#### PROBLEM DESCRIPTION
Some lines in the material below hold the word "outline". Copy all of them.

<<<<

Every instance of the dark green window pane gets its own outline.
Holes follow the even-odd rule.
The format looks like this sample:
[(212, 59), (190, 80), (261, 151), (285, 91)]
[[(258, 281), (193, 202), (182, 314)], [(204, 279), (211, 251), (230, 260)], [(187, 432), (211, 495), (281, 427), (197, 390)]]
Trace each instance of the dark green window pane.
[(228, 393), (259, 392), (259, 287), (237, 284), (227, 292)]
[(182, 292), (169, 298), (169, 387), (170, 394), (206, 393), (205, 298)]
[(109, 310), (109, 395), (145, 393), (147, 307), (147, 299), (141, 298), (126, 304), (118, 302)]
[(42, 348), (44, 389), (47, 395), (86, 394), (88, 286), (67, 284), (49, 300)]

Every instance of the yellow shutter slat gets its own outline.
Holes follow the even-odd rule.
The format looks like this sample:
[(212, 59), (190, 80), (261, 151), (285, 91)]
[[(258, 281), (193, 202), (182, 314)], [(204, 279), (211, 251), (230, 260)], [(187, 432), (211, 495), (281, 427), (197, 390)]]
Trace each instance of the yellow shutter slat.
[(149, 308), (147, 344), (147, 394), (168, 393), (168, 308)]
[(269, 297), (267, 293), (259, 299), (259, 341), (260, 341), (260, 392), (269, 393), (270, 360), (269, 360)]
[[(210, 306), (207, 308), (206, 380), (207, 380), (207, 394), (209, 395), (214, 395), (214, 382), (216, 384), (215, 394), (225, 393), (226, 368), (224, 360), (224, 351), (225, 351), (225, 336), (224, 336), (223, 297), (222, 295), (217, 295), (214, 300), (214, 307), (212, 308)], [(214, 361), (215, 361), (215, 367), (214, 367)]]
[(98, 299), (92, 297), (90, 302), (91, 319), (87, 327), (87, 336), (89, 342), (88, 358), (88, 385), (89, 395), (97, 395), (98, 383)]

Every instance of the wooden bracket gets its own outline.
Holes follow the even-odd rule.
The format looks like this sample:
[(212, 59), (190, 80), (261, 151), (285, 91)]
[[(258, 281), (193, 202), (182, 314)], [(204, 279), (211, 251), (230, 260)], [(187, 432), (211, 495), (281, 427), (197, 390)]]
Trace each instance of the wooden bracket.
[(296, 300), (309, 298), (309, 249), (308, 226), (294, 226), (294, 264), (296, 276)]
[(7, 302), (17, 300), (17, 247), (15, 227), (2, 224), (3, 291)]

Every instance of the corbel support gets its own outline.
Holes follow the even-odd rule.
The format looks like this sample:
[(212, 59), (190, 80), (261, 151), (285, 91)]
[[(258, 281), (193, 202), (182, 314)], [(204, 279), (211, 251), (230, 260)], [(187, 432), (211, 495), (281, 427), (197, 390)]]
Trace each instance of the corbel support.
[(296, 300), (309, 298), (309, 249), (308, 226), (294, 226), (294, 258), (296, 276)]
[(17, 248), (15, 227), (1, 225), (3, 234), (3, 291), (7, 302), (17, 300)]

>>>>

#### EXERCISE SOLUTION
Every instance of the dark green window pane gets its own outline.
Every instance of the yellow shutter slat gets its own outline.
Every instance of the wooden bracket gets its own outline.
Every instance of the corbel support gets its own outline.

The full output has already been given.